→ Petunjuk dan Ketentuan
Teruskan tulisan tentang buku Tifa Penyair dan Daerahnya mulai sesudah kalimat terakhir yang tercantum.

→ Kutipan Halaman

Sunday 15 February 2015

Dunia Sastra Kita




Oleh Arif Saifudin Yudistira*)

          Di hari Sabtu (13/2/15) aku selesai membaca Tifa Penyair dan Daerahnya Karya Hans Bague Jassin. Bapak kritikus sastra Indonesia ini terkenal produktif mengurusi kritik sastra di Indonesia. Buku ini mengalami cetakan keempat di tahun 1961. Terbit pertama tahun 1949. Pada cetakan keempat ini diterbitkan oleh Gunung Agung. Ada banyak hal yang saya temukan di buku ini. Tak hanya persoalan kritik sastra, tetapi juga perkembangan sastra di masa penjajahan hingga masa modern. Dahulu, para sastrawan masih mengurusi tema-tema perjuangan dan kepahlawanan. Tapi semakin modern, para sastrawan semakin kompleks dalam urusan tema. Di buku ini pula kita akan menemukan betapa pentingnya sebuah ide bagi pengarang. Menurut penulis, ide bisa jadi bersifat tendensius dan bersifat propaganda. Sifat ide itu ditentukan oleh penulis berkaitan dengan maksud dan tujuan karangan. Ditentukan pula semangat dan kondisi lingkungan dimana pengarang tinggal.

Entri pelabelan area gambar
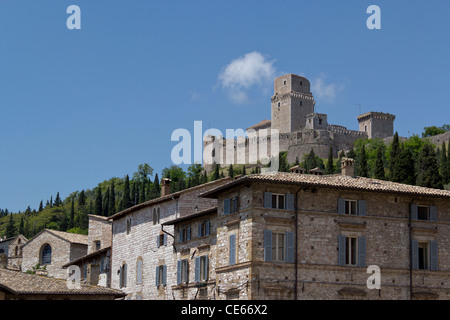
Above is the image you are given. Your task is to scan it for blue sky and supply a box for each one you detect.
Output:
[0,0,450,211]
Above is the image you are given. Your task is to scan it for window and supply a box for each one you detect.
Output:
[272,233,285,261]
[136,258,142,284]
[223,197,239,214]
[272,193,284,209]
[195,255,208,282]
[41,243,52,265]
[198,221,211,238]
[178,226,191,242]
[264,230,294,263]
[156,265,167,287]
[177,259,189,284]
[264,192,294,210]
[338,235,366,267]
[345,200,357,215]
[417,206,428,220]
[119,262,127,288]
[411,240,438,270]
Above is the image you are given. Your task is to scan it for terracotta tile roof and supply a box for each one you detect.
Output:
[200,172,450,199]
[0,269,125,298]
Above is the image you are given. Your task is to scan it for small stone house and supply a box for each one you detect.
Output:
[63,215,112,287]
[22,229,88,279]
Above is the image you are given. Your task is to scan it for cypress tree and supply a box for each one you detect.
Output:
[389,132,400,181]
[439,142,449,184]
[417,143,443,189]
[391,146,416,185]
[94,186,103,216]
[374,147,385,180]
[325,146,334,174]
[121,175,131,210]
[108,180,116,215]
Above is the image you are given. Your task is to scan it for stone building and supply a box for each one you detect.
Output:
[203,74,395,172]
[201,159,450,300]
[63,215,112,287]
[22,229,88,279]
[108,178,231,300]
[0,234,28,270]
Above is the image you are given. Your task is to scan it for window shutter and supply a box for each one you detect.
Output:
[194,257,200,282]
[155,266,160,286]
[284,193,294,210]
[411,204,417,220]
[430,206,437,221]
[286,232,294,263]
[338,234,345,266]
[177,260,181,284]
[186,227,191,241]
[205,221,211,236]
[264,230,272,262]
[338,198,345,213]
[430,241,438,270]
[358,237,366,267]
[205,256,209,280]
[411,240,419,270]
[223,198,230,214]
[264,192,272,209]
[358,200,366,216]
[162,265,167,286]
[230,234,236,266]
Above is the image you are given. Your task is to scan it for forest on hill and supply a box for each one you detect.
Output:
[0,125,450,239]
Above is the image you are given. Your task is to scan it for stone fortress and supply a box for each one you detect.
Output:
[203,74,395,171]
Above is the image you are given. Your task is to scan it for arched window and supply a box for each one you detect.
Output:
[41,243,52,265]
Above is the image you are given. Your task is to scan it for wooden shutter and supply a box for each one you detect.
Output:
[411,240,419,270]
[223,198,230,214]
[284,193,294,210]
[230,234,236,266]
[194,257,200,282]
[264,192,272,209]
[338,234,346,266]
[160,265,167,286]
[155,266,160,286]
[338,198,345,213]
[358,237,366,267]
[286,231,295,263]
[177,260,181,284]
[358,200,366,216]
[430,241,438,270]
[264,230,272,262]
[430,206,437,221]
[411,204,417,220]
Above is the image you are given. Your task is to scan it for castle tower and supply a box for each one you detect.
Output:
[271,74,314,133]
[358,111,395,139]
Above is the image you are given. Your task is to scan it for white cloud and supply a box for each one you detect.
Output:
[219,51,275,104]
[311,74,344,101]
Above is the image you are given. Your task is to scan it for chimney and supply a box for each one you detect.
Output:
[341,158,355,177]
[161,178,172,197]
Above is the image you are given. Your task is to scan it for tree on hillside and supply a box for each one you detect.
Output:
[417,143,443,189]
[94,186,103,216]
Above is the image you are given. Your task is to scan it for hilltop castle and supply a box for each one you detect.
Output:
[204,74,395,171]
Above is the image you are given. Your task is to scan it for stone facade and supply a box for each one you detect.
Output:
[22,229,88,279]
[109,178,230,300]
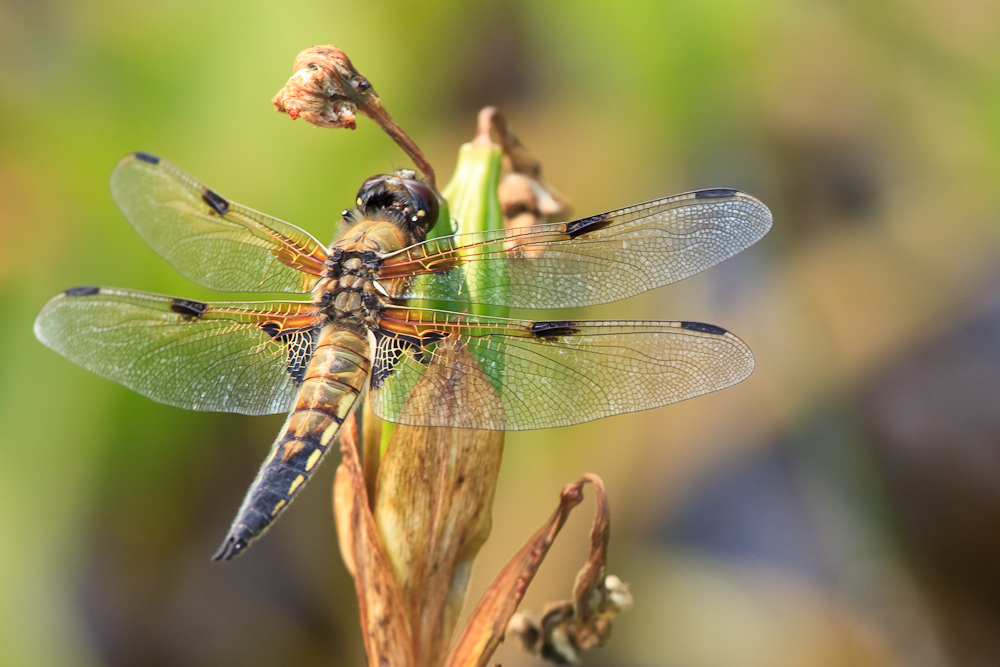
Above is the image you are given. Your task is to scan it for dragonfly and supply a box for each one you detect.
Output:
[29,152,771,560]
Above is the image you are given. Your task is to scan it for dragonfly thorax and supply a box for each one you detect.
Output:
[317,220,413,327]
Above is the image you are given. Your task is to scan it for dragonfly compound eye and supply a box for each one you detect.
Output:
[403,179,438,232]
[357,171,439,231]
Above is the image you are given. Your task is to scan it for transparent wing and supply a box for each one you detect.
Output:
[111,153,326,293]
[35,287,317,415]
[369,308,754,431]
[379,188,771,308]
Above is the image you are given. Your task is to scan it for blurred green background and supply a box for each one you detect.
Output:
[0,0,1000,667]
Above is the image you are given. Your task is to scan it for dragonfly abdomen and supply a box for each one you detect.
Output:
[214,324,370,560]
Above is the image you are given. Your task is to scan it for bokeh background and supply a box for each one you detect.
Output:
[0,0,1000,667]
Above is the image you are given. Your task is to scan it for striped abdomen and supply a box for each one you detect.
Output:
[214,325,370,560]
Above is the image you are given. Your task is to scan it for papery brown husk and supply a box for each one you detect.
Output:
[374,342,504,666]
[333,415,417,667]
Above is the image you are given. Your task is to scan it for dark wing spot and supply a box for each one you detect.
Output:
[201,188,229,215]
[260,322,281,338]
[63,287,101,296]
[681,322,726,336]
[694,188,739,199]
[170,299,208,319]
[135,151,160,164]
[566,213,614,239]
[371,331,436,389]
[528,320,580,339]
[258,322,318,384]
[371,332,404,389]
[279,327,319,384]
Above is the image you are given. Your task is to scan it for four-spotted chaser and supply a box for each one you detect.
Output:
[29,152,771,560]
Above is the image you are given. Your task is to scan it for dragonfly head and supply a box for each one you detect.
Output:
[348,169,439,236]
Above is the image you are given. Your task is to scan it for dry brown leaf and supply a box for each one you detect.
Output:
[333,415,416,667]
[445,476,592,667]
[375,343,504,666]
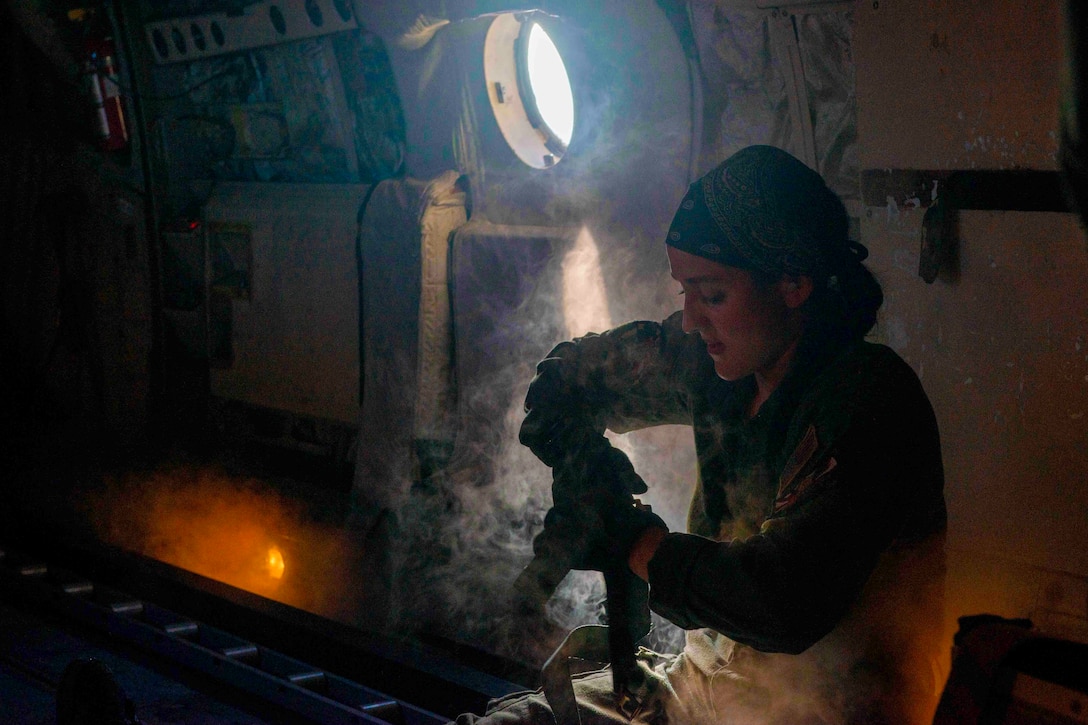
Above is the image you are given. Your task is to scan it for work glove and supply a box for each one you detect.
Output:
[533,435,668,572]
[518,343,603,467]
[533,496,668,572]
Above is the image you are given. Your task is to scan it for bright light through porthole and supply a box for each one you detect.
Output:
[527,23,574,147]
[484,13,574,169]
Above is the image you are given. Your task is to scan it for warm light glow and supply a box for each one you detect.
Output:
[562,226,613,337]
[528,23,574,146]
[265,546,285,579]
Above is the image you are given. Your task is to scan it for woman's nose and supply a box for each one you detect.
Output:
[680,295,702,333]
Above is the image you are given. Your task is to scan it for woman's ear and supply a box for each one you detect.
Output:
[778,274,813,309]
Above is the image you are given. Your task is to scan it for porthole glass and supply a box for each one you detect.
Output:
[524,23,574,149]
[484,13,576,169]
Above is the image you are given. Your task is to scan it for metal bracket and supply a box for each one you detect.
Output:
[144,0,357,63]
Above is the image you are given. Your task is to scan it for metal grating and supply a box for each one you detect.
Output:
[0,549,448,725]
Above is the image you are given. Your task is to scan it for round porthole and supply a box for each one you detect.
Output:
[484,13,574,169]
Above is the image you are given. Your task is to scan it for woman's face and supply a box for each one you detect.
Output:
[667,242,807,380]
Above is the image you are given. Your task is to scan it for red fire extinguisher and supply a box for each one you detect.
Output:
[83,19,128,151]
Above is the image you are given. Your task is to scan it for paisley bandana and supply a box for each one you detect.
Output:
[667,146,868,279]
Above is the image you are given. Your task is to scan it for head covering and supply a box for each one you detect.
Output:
[667,146,868,279]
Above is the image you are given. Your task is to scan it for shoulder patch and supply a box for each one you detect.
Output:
[774,425,838,514]
[778,423,819,496]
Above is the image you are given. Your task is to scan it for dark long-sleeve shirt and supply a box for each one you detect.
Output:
[524,314,945,718]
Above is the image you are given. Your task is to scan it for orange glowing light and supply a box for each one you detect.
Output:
[265,546,285,579]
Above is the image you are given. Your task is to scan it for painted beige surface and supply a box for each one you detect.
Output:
[855,0,1088,635]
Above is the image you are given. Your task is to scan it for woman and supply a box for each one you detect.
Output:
[460,146,945,725]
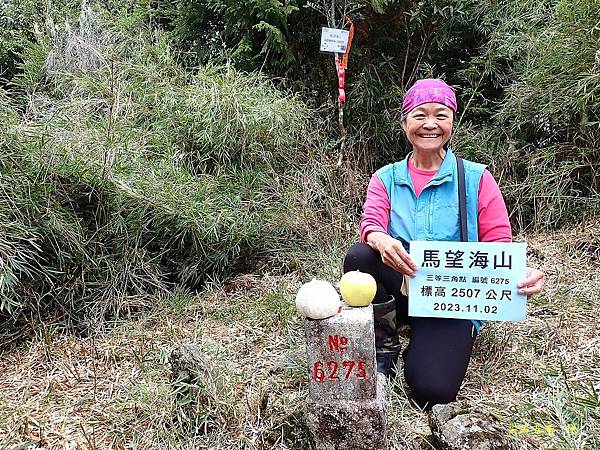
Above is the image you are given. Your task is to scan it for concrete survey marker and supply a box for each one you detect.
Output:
[304,306,386,450]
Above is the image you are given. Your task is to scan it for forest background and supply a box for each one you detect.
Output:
[0,0,600,448]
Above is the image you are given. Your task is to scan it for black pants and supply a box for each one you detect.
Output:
[344,244,475,408]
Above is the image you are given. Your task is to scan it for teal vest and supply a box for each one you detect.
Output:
[377,149,485,332]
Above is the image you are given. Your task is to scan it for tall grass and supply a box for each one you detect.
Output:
[0,7,352,340]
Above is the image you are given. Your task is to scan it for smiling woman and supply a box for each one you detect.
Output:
[344,79,543,408]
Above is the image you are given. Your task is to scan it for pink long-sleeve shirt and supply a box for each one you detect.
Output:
[360,161,512,242]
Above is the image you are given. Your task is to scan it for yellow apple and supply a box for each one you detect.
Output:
[340,270,377,306]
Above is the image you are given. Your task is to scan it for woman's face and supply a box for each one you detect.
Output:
[402,103,454,152]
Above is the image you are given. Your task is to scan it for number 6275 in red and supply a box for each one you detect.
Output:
[312,360,367,383]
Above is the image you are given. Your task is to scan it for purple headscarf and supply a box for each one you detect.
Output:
[402,78,457,118]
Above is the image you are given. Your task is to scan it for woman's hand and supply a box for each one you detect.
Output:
[517,267,544,297]
[367,232,417,277]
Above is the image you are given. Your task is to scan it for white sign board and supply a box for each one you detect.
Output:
[321,27,350,53]
[408,241,527,321]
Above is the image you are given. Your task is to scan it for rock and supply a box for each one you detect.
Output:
[306,374,387,450]
[429,403,515,450]
[169,344,212,384]
[304,306,386,450]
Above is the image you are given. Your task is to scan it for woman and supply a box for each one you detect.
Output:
[344,79,544,408]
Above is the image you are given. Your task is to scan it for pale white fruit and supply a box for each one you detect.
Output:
[340,270,377,306]
[296,278,340,319]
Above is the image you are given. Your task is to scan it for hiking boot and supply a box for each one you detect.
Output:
[373,296,400,377]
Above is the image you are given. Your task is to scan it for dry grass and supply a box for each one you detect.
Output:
[0,222,600,449]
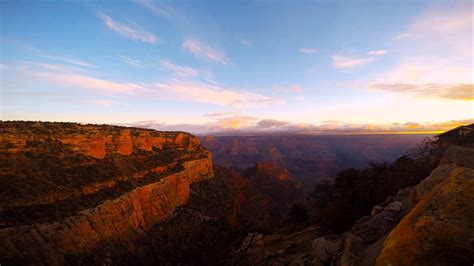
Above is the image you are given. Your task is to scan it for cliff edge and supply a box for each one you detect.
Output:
[0,122,213,264]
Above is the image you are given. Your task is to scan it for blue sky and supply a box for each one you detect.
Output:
[0,0,473,133]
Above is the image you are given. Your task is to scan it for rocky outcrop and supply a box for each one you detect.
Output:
[0,122,199,159]
[0,121,213,265]
[235,146,474,266]
[376,163,474,265]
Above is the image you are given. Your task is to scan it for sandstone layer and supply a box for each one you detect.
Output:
[0,122,213,265]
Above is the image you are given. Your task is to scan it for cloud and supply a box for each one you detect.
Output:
[203,112,234,117]
[182,39,227,65]
[117,55,146,68]
[6,62,145,93]
[274,85,301,93]
[38,54,96,68]
[123,118,474,135]
[298,48,317,54]
[367,50,387,56]
[256,119,290,128]
[31,72,143,93]
[135,0,173,18]
[367,4,473,101]
[83,100,120,107]
[161,60,200,78]
[100,14,161,44]
[155,80,285,108]
[394,32,415,40]
[371,83,474,100]
[240,39,252,47]
[331,55,374,70]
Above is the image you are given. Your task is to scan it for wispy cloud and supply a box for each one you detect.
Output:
[161,60,200,78]
[394,32,415,40]
[274,84,301,93]
[100,14,161,44]
[117,55,146,68]
[367,50,387,56]
[37,54,96,68]
[298,48,317,54]
[371,83,474,100]
[135,0,172,17]
[368,1,474,100]
[82,100,120,107]
[156,80,285,108]
[240,39,252,47]
[182,39,227,65]
[9,62,145,93]
[331,55,374,70]
[125,117,474,135]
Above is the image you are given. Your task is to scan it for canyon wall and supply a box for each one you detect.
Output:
[0,122,199,159]
[0,123,213,265]
[237,146,474,266]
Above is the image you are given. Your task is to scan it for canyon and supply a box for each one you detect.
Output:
[0,122,213,265]
[200,134,431,188]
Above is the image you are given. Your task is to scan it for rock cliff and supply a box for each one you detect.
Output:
[237,146,474,266]
[0,122,213,264]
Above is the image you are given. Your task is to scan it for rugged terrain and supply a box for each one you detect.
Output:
[0,122,213,264]
[240,146,474,265]
[201,135,429,188]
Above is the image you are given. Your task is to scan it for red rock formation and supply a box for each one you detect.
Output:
[0,124,213,265]
[0,126,199,159]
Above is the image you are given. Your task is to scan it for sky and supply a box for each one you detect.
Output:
[0,0,474,134]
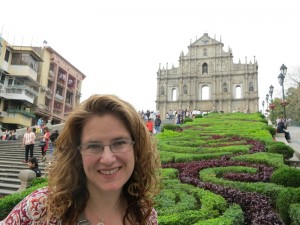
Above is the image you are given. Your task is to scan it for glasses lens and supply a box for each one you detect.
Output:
[80,143,103,155]
[111,140,132,153]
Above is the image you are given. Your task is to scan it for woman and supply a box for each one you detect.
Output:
[276,119,292,143]
[27,157,42,177]
[41,127,50,158]
[0,95,160,225]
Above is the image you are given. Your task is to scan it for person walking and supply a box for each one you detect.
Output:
[276,120,292,143]
[0,95,161,225]
[49,130,59,155]
[146,117,153,134]
[27,157,42,177]
[154,115,161,134]
[41,127,50,162]
[22,127,35,163]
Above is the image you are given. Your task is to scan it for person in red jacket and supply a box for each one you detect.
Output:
[146,117,153,134]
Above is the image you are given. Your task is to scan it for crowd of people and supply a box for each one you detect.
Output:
[22,126,59,163]
[0,129,19,141]
[276,117,292,143]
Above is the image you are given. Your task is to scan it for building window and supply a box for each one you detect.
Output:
[160,86,165,95]
[11,53,38,72]
[8,79,14,86]
[201,85,209,100]
[0,73,6,84]
[235,85,242,99]
[183,85,187,95]
[202,63,208,74]
[249,82,254,91]
[223,83,228,93]
[4,49,10,62]
[172,88,177,102]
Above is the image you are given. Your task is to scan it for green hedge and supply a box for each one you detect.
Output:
[0,177,47,220]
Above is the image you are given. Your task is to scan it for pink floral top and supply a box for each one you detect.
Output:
[0,187,158,225]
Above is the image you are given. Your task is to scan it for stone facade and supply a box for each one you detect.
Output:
[156,33,259,118]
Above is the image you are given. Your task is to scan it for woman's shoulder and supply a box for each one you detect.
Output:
[148,208,158,225]
[0,187,48,224]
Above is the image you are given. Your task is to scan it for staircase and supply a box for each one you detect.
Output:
[0,138,45,196]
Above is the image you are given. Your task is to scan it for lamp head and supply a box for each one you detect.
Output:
[280,64,287,76]
[278,73,284,86]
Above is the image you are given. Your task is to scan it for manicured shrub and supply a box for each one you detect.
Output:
[0,178,47,221]
[161,124,181,132]
[266,125,276,136]
[267,142,294,159]
[289,204,300,225]
[183,117,193,123]
[276,188,300,225]
[271,167,300,187]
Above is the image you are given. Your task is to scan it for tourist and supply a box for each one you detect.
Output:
[146,117,153,134]
[277,120,292,143]
[22,127,35,163]
[154,115,161,133]
[40,127,50,161]
[50,130,59,155]
[27,157,42,177]
[0,95,160,225]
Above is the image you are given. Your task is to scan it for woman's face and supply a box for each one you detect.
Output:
[27,161,35,169]
[81,114,135,193]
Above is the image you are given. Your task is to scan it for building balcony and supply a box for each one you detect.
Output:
[55,94,64,102]
[8,65,37,80]
[2,109,34,128]
[0,85,38,104]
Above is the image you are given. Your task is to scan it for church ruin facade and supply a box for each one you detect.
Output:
[156,33,259,118]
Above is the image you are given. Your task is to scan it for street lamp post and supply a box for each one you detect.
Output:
[266,94,269,118]
[269,85,275,124]
[278,64,287,122]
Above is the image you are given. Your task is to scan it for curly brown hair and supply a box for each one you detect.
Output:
[47,95,161,225]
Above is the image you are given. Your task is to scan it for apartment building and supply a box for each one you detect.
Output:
[33,46,86,124]
[0,37,85,129]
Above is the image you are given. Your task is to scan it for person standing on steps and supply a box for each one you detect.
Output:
[0,95,161,225]
[49,130,59,155]
[22,127,35,163]
[27,157,42,177]
[41,127,50,162]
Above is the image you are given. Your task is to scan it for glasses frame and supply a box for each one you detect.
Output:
[77,139,135,156]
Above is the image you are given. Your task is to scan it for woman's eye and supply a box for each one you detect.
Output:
[87,144,102,150]
[112,140,126,147]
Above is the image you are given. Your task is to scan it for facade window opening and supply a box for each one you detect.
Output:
[172,88,177,102]
[4,49,10,62]
[201,85,209,100]
[235,85,242,98]
[223,83,228,93]
[0,73,6,84]
[8,79,14,86]
[160,86,165,95]
[183,85,187,95]
[249,82,254,91]
[202,63,208,74]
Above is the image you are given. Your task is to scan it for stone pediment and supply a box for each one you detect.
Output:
[191,33,222,46]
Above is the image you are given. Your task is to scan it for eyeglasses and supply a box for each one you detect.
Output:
[77,140,134,155]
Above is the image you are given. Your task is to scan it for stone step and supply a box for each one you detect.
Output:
[0,182,21,190]
[0,177,21,185]
[0,187,16,195]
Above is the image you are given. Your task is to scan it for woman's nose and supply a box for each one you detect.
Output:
[100,145,116,164]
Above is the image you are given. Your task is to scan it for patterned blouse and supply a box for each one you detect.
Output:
[0,187,158,225]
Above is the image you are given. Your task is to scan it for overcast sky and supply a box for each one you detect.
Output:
[0,0,300,110]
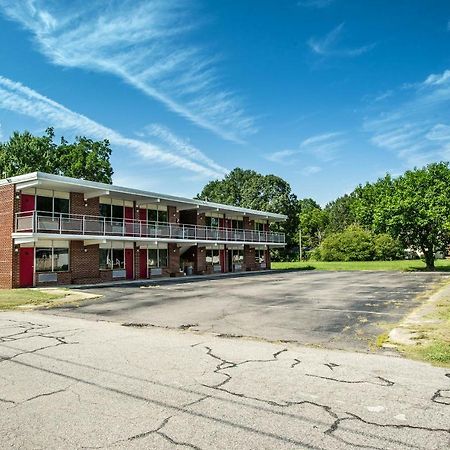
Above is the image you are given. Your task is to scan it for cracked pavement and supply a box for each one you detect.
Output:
[0,312,450,450]
[48,271,448,351]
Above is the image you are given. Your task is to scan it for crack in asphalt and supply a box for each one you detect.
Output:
[431,389,450,405]
[305,373,395,387]
[291,358,301,369]
[0,320,450,450]
[127,416,201,450]
[324,363,339,370]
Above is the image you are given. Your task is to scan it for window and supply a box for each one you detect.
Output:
[53,248,69,272]
[233,250,244,264]
[158,211,168,222]
[99,248,112,270]
[112,248,125,269]
[231,219,244,230]
[255,222,264,231]
[53,198,69,214]
[206,249,220,266]
[147,248,158,267]
[100,203,123,221]
[35,248,69,272]
[99,248,125,270]
[147,248,168,268]
[255,249,266,264]
[112,205,123,220]
[36,248,52,272]
[147,209,169,223]
[36,195,53,215]
[100,203,111,219]
[36,195,69,216]
[158,248,167,267]
[205,216,219,228]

→ Jawaban Soal Ini
          Pengarang menurut HB Jassin, bukanlah seorang yang sedang melamun semata, ia memerlukan bacaan dan pengetahuan sebagai penambah khazanah dan pengetahuan agar mempertinggi kualitas karangannya. “betapapun besarnya kecakapan seniman-alam, dengan tiada usaha ia akan tetap memberikan hasil yang kurus” (h.7). Mengutip kata-kata Jassin di buku ini : “Dalam riwayat hidup pengarang dan seniman dunia yang mashur kita bisa melihat, bahwa pengarang-pengarang dan seniman-seniman itu orang yang luas pengetahuannya dan banyak pengalamannya. Dunia rohani dan dunia jasmani dijalani mereka dalam segala jurusan sehingga hasil ciptaan mereka ialah bayangan atau petikan padu penghidupan yang maha luas itu” (h.9). Melalui buku ini, saya juga belajar berbagai aliran sastra dari ekspresionisme (ekspresif), naturalisme (alam), di buku ini kita akan menemui penggalan contoh-contoh karya sastra yang dihadirkan oleh HB Jassin yang berkaitan dengan perkembangan kesusasteraan di negeri ini.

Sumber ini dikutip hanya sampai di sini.